**Exercise details:** Render the material below as a Markdown table with the columns "Row" and "Line," giving each line a row number. Include everything from the line containing "Could you point out the metal trellis" down to the end of the material, and leave out blank lines.
* BEGIN Extracted data *
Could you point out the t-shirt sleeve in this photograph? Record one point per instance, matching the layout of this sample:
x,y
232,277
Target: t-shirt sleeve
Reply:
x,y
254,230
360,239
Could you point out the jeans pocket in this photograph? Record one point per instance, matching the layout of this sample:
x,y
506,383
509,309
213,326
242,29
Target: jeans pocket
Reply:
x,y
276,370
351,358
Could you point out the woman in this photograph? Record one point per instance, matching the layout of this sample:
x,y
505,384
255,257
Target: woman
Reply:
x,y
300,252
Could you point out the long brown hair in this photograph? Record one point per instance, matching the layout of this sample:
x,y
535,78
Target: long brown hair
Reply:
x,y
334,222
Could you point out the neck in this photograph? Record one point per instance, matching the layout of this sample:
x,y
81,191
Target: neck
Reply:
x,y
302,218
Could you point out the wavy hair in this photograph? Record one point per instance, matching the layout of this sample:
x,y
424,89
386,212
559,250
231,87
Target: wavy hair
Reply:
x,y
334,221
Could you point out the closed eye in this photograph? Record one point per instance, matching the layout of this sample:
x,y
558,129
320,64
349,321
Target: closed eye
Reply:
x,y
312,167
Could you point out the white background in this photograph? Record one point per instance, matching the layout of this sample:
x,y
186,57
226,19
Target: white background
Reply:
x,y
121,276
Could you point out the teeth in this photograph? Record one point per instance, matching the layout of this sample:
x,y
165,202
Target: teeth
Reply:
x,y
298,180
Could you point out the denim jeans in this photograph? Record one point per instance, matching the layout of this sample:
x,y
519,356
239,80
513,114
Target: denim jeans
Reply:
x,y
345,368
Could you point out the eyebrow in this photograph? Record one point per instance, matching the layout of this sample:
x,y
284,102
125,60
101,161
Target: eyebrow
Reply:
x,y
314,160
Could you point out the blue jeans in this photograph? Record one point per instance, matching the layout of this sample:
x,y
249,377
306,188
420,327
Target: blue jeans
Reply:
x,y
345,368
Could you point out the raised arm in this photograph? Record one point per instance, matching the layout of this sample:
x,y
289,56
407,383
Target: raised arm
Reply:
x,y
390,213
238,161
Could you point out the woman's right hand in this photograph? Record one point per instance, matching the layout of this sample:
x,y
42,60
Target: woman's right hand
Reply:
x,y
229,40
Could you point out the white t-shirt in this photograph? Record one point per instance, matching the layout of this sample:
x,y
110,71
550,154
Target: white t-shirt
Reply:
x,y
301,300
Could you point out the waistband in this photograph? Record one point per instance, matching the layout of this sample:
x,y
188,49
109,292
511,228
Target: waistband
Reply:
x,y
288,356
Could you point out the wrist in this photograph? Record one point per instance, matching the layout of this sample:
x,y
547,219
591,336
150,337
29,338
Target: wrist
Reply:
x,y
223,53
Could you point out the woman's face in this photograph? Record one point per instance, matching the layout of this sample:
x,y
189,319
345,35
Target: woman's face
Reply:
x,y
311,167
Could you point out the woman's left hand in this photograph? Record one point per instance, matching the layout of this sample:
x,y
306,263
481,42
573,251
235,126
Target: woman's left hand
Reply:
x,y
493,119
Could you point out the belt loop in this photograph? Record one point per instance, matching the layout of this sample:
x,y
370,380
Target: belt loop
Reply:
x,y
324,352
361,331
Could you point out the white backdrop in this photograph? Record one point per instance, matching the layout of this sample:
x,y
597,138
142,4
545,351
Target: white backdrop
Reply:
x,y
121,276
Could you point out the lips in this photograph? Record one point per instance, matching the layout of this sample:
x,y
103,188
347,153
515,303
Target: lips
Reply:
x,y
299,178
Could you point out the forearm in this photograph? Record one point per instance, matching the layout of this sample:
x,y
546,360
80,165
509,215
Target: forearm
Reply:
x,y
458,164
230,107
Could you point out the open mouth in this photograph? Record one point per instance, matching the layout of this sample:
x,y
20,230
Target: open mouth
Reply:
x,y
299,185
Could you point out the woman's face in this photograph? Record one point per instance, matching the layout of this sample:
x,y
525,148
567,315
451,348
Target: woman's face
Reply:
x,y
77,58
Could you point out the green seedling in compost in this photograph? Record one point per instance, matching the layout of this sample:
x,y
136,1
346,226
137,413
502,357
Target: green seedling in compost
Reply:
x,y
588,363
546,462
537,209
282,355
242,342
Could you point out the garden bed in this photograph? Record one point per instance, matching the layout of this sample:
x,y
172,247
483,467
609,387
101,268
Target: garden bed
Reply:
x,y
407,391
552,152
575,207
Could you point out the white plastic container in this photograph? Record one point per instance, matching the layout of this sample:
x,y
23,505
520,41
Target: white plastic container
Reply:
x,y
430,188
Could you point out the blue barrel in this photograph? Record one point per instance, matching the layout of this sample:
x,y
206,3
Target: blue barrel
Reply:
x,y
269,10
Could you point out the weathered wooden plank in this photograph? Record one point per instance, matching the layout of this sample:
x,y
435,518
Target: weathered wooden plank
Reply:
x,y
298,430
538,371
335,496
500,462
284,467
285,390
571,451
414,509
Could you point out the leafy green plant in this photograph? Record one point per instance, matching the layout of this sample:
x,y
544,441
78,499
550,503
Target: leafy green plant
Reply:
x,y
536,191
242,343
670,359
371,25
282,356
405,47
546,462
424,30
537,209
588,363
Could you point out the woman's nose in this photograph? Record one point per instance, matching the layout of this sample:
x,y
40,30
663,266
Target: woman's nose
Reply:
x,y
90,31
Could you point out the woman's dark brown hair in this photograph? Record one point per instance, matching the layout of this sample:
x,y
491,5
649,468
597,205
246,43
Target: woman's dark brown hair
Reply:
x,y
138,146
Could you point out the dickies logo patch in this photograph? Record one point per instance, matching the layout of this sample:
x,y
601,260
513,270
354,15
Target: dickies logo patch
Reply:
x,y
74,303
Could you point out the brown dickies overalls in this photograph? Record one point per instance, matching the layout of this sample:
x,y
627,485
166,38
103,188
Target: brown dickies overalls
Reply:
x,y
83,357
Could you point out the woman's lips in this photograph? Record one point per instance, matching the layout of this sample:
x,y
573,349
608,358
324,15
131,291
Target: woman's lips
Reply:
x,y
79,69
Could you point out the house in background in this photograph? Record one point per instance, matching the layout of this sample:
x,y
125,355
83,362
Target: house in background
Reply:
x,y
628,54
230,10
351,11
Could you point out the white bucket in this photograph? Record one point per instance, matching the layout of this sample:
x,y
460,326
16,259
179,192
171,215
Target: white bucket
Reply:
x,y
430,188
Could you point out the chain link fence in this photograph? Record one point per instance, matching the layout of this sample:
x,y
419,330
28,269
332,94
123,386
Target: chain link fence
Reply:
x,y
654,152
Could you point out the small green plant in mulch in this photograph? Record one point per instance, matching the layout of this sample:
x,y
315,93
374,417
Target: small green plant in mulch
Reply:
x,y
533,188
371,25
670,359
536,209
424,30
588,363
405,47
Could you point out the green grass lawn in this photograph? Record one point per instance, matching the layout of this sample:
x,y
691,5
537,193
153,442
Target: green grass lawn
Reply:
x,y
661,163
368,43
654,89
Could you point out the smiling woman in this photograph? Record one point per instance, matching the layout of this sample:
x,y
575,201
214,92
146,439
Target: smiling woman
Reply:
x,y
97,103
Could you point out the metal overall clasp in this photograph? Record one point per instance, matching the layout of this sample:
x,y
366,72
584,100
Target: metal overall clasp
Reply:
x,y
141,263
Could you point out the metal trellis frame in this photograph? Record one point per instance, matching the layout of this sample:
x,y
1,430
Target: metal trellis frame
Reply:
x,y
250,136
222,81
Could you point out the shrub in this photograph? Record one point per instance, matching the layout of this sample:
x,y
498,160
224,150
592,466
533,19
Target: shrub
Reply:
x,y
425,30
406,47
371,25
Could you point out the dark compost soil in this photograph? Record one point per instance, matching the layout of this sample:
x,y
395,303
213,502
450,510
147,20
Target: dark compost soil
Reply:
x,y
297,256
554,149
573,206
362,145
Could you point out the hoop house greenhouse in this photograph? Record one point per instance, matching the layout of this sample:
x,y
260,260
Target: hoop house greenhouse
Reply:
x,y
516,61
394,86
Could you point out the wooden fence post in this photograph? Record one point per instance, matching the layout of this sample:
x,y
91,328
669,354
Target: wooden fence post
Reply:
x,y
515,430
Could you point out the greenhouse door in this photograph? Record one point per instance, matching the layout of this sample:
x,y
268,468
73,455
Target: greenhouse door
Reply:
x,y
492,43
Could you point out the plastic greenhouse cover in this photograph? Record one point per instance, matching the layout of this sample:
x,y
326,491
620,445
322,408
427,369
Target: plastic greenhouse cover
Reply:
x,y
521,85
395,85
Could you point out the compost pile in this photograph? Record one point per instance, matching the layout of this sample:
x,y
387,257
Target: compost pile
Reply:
* END Extracted data *
**Problem solution:**
| Row | Line |
|---|---|
| 1 | Could you point out the metal trellis frame in this photograph? Record one point per instance, matching the layout of this sample: |
| 2 | x,y |
| 3 | 1,430 |
| 4 | Target: metal trellis frame |
| 5 | Reply: |
| 6 | x,y |
| 7 | 250,136 |
| 8 | 222,81 |
| 9 | Could you point out the shrub in this photograph? Record one point per instance, matching the layout of this sample: |
| 10 | x,y |
| 11 | 498,160 |
| 12 | 224,150 |
| 13 | 592,466 |
| 14 | 533,19 |
| 15 | Target: shrub |
| 16 | Reply: |
| 17 | x,y |
| 18 | 425,30 |
| 19 | 406,47 |
| 20 | 371,25 |
| 21 | Could you point out the dark compost soil in this photograph? Record one point per instance, matching the layout of this sample: |
| 22 | x,y |
| 23 | 395,303 |
| 24 | 213,502 |
| 25 | 450,510 |
| 26 | 147,20 |
| 27 | Target: dark compost soil |
| 28 | Reply: |
| 29 | x,y |
| 30 | 297,256 |
| 31 | 554,149 |
| 32 | 573,206 |
| 33 | 362,145 |
| 34 | Could you point out the hoop house greenhouse in this photograph? Record one point per instance, matching the layout of this sample: |
| 35 | x,y |
| 36 | 260,260 |
| 37 | Target: hoop house greenhouse |
| 38 | Reply: |
| 39 | x,y |
| 40 | 516,61 |
| 41 | 394,86 |
| 42 | Could you point out the wooden fence post in this photograph? Record one point per instance, matching the layout of this sample: |
| 43 | x,y |
| 44 | 91,328 |
| 45 | 669,354 |
| 46 | Target: wooden fence post |
| 47 | Reply: |
| 48 | x,y |
| 49 | 515,430 |
| 50 | Could you point out the greenhouse door in this photograph? Record one point per instance, matching the layout of this sample: |
| 51 | x,y |
| 52 | 268,468 |
| 53 | 73,455 |
| 54 | Target: greenhouse door |
| 55 | Reply: |
| 56 | x,y |
| 57 | 492,43 |
| 58 | Could you point out the plastic greenhouse cover in this photograph? Record one point per instance, matching the layout of this sample: |
| 59 | x,y |
| 60 | 326,491 |
| 61 | 620,445 |
| 62 | 322,408 |
| 63 | 427,369 |
| 64 | Target: plastic greenhouse cover |
| 65 | Reply: |
| 66 | x,y |
| 67 | 521,85 |
| 68 | 395,85 |
| 69 | Could you point out the compost pile in this photograph? Record one point per instance, matching the layout of this sample: |
| 70 | x,y |
| 71 | 387,257 |
| 72 | Target: compost pile |
| 73 | Reply: |